[Lines of data]
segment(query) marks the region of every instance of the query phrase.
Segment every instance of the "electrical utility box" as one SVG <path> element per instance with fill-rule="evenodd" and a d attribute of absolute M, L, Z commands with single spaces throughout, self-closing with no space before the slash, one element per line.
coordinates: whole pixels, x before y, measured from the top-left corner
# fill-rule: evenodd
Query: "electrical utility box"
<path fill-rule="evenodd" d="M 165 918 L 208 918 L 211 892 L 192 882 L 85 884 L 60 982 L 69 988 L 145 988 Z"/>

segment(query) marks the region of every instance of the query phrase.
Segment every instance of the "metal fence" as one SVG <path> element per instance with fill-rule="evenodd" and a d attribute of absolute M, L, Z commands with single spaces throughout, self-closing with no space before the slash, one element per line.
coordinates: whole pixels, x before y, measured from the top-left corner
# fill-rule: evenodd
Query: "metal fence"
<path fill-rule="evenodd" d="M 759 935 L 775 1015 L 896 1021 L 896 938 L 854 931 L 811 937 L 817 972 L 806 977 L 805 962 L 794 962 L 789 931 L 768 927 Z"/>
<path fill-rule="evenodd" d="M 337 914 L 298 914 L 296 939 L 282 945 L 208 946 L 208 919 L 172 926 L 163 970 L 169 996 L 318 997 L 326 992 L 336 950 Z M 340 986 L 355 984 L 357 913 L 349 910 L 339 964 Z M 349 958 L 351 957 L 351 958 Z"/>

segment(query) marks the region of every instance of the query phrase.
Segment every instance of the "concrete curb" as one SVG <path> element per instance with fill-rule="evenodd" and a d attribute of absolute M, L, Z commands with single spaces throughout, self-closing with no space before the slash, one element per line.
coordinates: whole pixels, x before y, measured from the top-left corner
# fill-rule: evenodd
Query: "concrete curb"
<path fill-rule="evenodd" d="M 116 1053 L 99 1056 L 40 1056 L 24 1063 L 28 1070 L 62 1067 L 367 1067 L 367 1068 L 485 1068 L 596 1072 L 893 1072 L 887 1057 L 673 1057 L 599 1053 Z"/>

→ **Short problem**:
Return every line of the listing above, copied with no changes.

→ **Result of the exercise**:
segment(query) marks the region of every instance of the query phrase.
Segment every instance of the "electrical utility box" as one SVG <path> element per instance with fill-rule="evenodd" and a d attribute of absolute M, L, Z commands with single spaces throughout, self-closing with no space before the slash, one element per line.
coordinates: whole pixels, x before y, measured from the top-left corner
# fill-rule: evenodd
Query: "electrical utility box"
<path fill-rule="evenodd" d="M 165 918 L 208 918 L 211 892 L 192 882 L 85 884 L 60 982 L 69 988 L 145 988 Z"/>

segment(query) marks the region of every instance of the query phrase.
Segment every instance of the "metal fence" as one SVG <path> element per instance with fill-rule="evenodd" and a d attribute of absolute M, L, Z commands with single spaces throughout, self-closing with no space before the slash, one element per line.
coordinates: whole pixels, x before y, measured from the top-left corner
# fill-rule: evenodd
Query: "metal fence"
<path fill-rule="evenodd" d="M 759 935 L 775 1015 L 896 1021 L 896 938 L 854 931 L 811 937 L 817 972 L 806 977 L 805 962 L 794 962 L 789 931 L 768 927 Z"/>
<path fill-rule="evenodd" d="M 337 914 L 298 914 L 296 939 L 282 945 L 208 946 L 208 919 L 172 926 L 163 970 L 169 996 L 318 997 L 326 992 L 336 950 Z M 340 986 L 355 984 L 357 913 L 349 910 L 339 964 Z M 349 958 L 351 957 L 351 958 Z"/>

segment(query) marks the region of every instance of the query phrase.
Segment every instance of the "concrete curb" as one SVG <path> element per instance with fill-rule="evenodd" and a d attribute of absolute M, L, Z commands with single spaces throughout, self-closing with no space before the slash, one element per line.
coordinates: whole pixels, x before y, measured from the top-left corner
# fill-rule: evenodd
Query: "concrete curb"
<path fill-rule="evenodd" d="M 116 1053 L 99 1056 L 40 1056 L 24 1063 L 28 1070 L 62 1067 L 367 1067 L 367 1068 L 485 1068 L 596 1072 L 893 1072 L 887 1057 L 673 1057 L 599 1053 Z"/>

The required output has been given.